**Direction**
Find every line in the records below that contains the word "pink" and copy each one. The match is case-sensitive.

▼▼▼

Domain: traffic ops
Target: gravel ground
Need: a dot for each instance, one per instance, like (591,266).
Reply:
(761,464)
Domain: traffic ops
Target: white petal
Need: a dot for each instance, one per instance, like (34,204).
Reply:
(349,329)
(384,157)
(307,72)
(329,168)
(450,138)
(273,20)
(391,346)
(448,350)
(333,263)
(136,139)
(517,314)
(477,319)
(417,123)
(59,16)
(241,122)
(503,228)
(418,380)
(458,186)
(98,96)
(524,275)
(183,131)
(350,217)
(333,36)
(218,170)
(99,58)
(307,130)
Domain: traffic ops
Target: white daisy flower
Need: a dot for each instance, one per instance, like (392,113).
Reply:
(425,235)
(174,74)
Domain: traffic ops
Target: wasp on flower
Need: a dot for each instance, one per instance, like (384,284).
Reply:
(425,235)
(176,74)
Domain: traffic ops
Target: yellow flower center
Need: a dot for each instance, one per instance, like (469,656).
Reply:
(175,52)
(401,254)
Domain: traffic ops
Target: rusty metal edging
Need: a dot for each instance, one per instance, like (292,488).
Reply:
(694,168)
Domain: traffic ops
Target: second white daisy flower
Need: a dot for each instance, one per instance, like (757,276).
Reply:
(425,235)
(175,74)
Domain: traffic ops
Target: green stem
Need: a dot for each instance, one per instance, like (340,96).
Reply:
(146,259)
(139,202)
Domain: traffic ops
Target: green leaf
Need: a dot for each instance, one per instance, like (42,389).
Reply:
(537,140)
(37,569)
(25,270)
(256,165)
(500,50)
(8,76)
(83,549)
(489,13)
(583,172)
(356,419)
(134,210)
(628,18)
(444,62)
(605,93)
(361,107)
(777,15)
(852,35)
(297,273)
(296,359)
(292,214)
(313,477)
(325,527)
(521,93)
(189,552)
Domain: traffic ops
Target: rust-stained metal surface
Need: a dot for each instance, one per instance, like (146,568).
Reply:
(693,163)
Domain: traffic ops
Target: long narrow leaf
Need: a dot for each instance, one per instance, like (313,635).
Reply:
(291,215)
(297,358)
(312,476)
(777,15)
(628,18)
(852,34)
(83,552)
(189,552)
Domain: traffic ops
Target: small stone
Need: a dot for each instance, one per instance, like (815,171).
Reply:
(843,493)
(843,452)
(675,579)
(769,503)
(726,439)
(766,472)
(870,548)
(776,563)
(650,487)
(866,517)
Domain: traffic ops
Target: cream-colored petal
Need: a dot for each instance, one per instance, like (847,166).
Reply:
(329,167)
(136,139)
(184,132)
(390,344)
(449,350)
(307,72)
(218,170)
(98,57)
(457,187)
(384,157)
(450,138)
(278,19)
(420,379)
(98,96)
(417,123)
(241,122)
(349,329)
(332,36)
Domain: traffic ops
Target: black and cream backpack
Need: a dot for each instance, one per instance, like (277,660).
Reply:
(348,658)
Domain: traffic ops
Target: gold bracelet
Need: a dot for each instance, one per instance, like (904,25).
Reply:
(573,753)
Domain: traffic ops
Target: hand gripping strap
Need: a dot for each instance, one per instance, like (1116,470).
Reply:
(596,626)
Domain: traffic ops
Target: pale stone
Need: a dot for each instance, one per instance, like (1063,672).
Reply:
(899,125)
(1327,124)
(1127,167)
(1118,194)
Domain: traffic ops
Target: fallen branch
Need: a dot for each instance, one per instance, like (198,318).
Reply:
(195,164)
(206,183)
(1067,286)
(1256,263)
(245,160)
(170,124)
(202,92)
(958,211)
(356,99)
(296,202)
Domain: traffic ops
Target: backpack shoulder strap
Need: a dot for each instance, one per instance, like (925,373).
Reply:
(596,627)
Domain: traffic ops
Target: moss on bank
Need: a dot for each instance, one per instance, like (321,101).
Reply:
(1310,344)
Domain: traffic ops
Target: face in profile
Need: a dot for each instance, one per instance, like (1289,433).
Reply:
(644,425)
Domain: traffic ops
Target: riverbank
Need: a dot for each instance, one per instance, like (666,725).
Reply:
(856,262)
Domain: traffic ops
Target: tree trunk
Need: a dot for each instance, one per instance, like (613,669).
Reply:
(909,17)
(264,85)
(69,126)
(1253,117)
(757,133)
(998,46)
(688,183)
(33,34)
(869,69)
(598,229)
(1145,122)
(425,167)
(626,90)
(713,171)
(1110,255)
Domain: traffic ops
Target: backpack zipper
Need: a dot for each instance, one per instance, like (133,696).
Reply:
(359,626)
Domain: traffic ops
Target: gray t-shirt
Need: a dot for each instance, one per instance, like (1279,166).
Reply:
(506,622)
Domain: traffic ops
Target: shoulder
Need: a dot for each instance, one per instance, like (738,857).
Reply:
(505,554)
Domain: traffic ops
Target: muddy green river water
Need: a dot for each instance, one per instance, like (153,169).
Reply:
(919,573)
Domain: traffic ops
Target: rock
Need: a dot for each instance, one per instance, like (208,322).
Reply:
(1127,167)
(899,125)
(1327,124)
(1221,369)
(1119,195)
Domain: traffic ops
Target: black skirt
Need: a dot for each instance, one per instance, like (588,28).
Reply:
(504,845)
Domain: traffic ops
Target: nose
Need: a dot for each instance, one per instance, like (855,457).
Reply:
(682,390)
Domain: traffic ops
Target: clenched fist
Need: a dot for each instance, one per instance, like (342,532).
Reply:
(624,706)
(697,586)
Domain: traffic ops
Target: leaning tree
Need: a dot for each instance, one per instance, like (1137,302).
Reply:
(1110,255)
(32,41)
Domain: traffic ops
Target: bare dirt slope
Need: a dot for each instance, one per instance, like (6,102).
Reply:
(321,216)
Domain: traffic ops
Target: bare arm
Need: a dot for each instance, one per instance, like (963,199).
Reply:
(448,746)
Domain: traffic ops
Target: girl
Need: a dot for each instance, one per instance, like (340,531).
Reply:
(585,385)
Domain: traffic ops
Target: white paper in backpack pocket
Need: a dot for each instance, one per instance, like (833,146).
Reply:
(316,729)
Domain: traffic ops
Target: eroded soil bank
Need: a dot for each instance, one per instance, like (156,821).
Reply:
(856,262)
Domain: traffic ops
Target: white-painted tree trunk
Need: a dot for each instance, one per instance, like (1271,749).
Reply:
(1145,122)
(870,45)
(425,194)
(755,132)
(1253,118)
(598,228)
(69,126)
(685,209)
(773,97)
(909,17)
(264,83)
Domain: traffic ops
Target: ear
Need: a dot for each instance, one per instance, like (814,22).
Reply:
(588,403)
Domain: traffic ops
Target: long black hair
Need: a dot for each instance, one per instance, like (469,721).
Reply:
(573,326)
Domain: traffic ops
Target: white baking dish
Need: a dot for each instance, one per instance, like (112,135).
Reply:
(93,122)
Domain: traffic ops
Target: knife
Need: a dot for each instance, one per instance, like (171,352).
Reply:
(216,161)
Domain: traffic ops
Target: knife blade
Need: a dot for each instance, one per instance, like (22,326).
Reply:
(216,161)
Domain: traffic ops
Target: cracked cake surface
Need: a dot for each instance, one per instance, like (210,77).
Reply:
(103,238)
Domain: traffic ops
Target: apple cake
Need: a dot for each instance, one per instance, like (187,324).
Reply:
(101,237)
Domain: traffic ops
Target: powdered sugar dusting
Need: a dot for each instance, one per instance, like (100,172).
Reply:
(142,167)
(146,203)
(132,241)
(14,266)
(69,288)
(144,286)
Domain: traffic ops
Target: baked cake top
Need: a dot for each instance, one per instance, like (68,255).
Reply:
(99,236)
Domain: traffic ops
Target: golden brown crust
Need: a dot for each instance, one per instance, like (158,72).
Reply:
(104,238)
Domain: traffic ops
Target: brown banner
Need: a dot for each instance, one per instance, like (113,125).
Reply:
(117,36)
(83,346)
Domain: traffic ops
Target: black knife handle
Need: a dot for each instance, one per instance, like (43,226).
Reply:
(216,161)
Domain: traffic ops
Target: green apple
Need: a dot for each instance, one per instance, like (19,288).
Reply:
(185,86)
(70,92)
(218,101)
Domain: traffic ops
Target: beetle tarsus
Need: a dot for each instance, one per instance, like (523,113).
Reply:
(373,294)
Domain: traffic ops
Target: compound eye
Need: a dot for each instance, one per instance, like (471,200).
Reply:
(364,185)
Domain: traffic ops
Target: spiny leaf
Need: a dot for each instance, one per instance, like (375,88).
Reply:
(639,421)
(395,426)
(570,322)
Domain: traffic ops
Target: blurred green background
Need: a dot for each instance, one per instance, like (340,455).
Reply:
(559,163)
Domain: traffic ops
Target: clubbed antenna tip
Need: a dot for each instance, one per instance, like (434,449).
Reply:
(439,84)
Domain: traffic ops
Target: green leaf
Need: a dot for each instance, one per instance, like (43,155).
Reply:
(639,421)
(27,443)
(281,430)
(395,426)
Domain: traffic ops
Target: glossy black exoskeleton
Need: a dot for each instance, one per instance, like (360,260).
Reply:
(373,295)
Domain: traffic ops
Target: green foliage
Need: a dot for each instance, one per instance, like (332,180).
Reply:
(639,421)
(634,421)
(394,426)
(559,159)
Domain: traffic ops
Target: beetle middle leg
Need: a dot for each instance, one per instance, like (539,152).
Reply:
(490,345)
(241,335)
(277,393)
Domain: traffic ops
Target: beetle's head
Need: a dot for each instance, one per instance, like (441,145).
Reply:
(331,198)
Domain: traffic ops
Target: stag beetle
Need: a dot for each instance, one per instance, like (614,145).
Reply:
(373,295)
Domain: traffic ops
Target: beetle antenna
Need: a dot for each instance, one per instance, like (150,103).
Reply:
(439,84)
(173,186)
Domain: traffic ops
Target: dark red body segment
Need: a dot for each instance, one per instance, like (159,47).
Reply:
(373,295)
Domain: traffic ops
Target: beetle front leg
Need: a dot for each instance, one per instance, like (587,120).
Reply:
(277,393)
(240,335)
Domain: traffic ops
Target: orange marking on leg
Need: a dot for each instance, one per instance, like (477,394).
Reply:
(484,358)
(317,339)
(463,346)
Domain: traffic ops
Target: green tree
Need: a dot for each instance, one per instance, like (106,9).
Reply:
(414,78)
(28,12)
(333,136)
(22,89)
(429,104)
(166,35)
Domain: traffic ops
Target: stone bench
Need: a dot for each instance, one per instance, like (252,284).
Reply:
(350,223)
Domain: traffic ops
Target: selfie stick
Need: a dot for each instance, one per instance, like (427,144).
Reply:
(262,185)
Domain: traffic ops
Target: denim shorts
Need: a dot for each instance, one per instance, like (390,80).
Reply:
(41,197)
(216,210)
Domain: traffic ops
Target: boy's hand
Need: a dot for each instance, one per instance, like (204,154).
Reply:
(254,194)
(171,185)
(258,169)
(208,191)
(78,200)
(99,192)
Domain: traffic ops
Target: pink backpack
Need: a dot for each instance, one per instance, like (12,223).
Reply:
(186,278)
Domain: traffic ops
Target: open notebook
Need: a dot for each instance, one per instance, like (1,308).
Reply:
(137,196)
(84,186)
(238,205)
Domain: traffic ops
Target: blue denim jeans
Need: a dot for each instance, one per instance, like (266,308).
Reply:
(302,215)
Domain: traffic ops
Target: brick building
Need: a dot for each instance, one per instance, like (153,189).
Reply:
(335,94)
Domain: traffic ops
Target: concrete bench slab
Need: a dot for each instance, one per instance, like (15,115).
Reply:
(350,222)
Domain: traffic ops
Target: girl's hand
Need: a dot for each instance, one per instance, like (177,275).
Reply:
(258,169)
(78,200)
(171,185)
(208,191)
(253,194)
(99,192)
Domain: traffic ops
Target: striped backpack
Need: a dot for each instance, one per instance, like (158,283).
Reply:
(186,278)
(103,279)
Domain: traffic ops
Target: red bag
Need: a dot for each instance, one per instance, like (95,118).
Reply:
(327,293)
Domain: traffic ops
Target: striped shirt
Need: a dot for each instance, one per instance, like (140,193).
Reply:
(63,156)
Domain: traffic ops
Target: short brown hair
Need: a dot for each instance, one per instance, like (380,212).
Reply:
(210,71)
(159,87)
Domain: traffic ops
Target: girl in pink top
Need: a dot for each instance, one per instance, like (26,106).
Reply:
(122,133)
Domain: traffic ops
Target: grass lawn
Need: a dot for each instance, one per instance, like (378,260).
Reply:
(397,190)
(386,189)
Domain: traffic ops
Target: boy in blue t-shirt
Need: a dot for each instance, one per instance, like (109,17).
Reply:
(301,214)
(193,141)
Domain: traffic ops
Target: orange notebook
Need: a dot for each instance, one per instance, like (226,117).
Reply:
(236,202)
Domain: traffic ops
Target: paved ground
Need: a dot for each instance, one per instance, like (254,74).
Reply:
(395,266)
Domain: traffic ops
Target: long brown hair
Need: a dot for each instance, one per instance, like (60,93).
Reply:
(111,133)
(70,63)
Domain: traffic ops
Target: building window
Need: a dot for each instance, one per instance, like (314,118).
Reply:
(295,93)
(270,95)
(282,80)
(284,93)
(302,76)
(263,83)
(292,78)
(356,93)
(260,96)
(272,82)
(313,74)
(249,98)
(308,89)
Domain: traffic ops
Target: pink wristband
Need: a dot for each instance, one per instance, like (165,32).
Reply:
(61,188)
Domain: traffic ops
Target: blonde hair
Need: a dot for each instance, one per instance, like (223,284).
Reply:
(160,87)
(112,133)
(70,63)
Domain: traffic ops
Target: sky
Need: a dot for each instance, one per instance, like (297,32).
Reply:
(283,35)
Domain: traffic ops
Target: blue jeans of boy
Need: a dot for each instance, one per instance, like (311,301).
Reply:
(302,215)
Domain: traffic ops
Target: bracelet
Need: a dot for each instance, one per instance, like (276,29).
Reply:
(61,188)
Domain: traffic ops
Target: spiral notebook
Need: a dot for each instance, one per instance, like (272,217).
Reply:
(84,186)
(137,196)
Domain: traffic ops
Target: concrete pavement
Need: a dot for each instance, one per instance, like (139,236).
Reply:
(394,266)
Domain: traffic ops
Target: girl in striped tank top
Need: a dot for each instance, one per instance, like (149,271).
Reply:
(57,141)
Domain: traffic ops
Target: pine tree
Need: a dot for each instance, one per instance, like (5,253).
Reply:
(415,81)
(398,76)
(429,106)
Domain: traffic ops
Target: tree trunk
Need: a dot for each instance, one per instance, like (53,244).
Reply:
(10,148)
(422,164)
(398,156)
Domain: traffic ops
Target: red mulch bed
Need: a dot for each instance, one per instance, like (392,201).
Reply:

▲▲▲

**Task solution**
Target: pink backpack
Target: girl in pink top
Target: pink wristband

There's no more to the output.